- **What to work on**
Every line from the line containing "tamarin clinging to" through the final line of the data is to be printed exactly; no other line is to appear.

_ _ _ _ _

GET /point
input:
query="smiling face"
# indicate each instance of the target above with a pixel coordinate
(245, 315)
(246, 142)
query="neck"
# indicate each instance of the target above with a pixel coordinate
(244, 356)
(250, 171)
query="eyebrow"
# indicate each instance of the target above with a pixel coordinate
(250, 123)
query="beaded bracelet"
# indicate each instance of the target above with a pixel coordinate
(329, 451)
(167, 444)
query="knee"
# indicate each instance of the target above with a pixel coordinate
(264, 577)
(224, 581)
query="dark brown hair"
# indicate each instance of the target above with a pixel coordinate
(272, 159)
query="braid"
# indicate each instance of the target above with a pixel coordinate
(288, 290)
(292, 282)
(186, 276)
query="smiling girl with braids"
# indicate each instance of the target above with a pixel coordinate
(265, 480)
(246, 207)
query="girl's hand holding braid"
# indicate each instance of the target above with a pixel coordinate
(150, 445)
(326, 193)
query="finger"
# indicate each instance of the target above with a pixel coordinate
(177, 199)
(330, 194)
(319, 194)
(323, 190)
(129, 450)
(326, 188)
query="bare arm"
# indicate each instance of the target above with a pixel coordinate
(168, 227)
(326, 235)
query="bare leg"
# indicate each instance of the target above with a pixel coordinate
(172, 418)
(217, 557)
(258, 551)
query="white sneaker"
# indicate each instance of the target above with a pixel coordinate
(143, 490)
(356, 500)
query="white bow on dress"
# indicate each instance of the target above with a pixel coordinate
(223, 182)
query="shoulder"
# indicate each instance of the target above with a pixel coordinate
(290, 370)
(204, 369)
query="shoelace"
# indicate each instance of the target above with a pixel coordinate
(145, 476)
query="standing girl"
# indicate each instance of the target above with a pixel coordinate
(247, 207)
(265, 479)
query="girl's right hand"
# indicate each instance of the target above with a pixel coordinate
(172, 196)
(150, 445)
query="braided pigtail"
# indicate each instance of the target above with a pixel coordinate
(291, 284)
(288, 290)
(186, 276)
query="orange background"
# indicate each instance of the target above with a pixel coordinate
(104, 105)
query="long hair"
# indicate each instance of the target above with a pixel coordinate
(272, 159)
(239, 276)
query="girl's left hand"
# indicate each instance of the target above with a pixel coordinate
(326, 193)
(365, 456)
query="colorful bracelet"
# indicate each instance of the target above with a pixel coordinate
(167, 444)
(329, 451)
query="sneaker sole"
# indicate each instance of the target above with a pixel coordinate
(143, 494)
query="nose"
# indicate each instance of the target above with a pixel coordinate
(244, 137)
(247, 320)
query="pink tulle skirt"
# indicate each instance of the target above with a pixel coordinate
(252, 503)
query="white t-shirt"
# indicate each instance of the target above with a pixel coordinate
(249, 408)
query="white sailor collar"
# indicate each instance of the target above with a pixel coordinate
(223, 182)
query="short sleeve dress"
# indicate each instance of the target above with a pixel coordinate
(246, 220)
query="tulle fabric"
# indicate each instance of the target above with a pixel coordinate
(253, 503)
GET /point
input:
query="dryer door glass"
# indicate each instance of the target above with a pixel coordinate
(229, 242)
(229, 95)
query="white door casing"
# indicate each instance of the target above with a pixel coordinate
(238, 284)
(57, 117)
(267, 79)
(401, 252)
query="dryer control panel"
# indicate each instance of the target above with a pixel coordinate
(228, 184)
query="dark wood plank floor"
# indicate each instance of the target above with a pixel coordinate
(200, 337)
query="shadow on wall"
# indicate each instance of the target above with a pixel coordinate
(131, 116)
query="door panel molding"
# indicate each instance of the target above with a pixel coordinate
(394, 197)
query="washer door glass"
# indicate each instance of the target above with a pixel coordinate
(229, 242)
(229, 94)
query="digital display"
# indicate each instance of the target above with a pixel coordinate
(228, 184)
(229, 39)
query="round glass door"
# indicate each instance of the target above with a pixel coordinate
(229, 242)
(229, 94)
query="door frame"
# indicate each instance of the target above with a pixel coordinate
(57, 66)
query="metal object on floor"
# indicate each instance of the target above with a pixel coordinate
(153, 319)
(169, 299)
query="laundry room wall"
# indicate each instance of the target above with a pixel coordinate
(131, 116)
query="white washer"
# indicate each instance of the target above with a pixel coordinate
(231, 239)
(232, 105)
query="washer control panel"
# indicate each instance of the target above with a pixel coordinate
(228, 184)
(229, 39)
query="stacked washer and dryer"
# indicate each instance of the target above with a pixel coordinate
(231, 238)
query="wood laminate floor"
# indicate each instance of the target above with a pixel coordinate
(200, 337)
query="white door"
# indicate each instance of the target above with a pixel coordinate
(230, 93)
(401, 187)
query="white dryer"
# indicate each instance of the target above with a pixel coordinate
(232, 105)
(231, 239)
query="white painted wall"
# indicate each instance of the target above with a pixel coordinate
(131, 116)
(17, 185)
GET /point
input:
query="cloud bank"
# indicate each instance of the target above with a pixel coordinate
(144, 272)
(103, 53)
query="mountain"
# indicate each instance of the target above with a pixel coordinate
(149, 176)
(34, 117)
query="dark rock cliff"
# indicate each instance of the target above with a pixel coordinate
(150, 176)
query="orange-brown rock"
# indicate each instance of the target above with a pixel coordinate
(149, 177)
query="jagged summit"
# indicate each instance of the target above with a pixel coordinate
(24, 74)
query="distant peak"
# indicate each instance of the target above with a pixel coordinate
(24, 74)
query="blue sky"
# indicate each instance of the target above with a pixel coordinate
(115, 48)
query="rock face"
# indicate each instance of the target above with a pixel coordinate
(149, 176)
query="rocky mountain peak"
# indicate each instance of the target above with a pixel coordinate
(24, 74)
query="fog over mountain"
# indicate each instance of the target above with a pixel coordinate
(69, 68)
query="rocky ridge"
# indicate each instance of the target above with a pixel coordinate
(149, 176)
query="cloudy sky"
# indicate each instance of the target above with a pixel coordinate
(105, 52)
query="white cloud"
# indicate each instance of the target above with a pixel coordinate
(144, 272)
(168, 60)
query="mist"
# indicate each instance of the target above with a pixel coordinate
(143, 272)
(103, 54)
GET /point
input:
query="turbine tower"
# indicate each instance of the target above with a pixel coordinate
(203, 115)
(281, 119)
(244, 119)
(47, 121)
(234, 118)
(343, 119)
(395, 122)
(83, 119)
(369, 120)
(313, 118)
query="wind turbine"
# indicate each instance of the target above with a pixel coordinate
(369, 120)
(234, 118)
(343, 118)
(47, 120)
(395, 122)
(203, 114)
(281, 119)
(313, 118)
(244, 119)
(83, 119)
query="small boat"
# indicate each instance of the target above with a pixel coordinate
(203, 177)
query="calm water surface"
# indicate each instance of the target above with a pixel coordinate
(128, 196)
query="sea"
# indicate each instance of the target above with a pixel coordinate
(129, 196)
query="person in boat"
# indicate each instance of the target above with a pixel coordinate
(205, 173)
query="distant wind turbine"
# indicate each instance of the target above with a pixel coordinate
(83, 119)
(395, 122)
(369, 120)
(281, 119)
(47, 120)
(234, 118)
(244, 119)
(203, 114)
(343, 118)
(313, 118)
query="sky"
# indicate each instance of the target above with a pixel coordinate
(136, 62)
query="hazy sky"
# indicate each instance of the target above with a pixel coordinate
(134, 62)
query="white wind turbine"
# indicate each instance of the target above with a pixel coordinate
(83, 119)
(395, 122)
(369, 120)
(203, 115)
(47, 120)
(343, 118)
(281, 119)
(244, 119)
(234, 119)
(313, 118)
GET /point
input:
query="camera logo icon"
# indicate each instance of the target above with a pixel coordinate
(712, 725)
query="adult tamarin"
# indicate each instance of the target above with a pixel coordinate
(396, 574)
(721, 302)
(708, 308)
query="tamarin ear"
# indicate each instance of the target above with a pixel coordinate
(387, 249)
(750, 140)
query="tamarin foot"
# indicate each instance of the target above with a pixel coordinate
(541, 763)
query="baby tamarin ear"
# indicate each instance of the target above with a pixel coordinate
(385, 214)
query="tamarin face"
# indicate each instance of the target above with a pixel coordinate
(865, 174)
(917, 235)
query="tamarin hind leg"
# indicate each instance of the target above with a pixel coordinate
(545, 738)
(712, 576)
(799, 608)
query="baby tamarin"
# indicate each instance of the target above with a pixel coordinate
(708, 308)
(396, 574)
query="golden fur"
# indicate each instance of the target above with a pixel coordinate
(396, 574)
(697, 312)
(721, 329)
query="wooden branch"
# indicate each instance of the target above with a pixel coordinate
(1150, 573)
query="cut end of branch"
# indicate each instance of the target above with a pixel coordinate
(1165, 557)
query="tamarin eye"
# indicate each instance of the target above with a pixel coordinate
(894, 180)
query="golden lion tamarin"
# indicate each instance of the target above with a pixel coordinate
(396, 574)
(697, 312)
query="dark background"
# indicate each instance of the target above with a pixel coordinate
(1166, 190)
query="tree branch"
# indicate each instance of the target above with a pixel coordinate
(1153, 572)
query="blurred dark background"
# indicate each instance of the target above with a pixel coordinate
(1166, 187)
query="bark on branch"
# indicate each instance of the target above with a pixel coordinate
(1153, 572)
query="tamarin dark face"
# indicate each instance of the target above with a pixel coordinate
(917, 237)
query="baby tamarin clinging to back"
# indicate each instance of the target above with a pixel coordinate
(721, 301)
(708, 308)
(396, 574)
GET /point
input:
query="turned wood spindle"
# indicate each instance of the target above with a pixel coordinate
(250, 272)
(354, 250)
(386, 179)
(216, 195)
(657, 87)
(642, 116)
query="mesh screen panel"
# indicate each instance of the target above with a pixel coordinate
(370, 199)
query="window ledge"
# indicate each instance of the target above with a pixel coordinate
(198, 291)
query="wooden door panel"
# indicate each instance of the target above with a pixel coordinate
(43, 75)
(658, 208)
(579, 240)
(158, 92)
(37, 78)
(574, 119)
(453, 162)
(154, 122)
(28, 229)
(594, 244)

_ _ _ _ _

- **Solution below**
query="baby tamarin clinging to back"
# indicate each instance of the target above with a pixel coordinate
(721, 301)
(708, 308)
(396, 574)
GET /point
input:
query="turned wood spindle"
# indicate each instance of the target above with a pixel coordinate
(250, 272)
(354, 250)
(386, 179)
(216, 195)
(657, 87)
(642, 116)
query="mesh screen panel"
# indicate each instance of the target above with a pixel coordinate
(370, 199)
query="window ledge"
# indicate each instance of the target above with a pixel coordinate
(198, 291)
query="wooden door panel"
# indicate each instance of the target above with a pixel coordinate
(43, 75)
(658, 208)
(579, 240)
(158, 92)
(37, 78)
(574, 119)
(453, 162)
(154, 122)
(28, 229)
(594, 244)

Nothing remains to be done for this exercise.